(Labeled contour lines)
Start
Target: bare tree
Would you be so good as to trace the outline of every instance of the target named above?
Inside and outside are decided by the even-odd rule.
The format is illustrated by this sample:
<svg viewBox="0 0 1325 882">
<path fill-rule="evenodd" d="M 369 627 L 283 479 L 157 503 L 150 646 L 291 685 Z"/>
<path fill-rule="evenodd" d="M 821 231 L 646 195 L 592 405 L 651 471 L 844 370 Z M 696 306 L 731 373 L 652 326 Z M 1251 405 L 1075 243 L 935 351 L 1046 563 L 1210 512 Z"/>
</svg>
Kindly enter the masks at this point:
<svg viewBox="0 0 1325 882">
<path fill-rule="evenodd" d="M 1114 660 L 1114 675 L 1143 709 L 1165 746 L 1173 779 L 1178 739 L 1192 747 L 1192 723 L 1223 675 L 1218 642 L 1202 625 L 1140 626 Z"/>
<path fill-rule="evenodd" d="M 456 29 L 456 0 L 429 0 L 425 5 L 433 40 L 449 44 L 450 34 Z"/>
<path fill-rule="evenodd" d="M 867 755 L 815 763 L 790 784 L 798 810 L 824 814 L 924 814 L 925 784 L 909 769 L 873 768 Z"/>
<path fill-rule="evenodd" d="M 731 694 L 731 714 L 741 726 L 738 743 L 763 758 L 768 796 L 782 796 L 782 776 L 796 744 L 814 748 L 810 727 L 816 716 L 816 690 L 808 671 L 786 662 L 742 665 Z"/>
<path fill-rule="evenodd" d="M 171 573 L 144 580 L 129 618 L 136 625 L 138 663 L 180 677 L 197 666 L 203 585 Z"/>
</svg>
End
* _What the task asks_:
Please count the lines above that contain the string "this", and give only that number.

* _Result of the exercise_:
2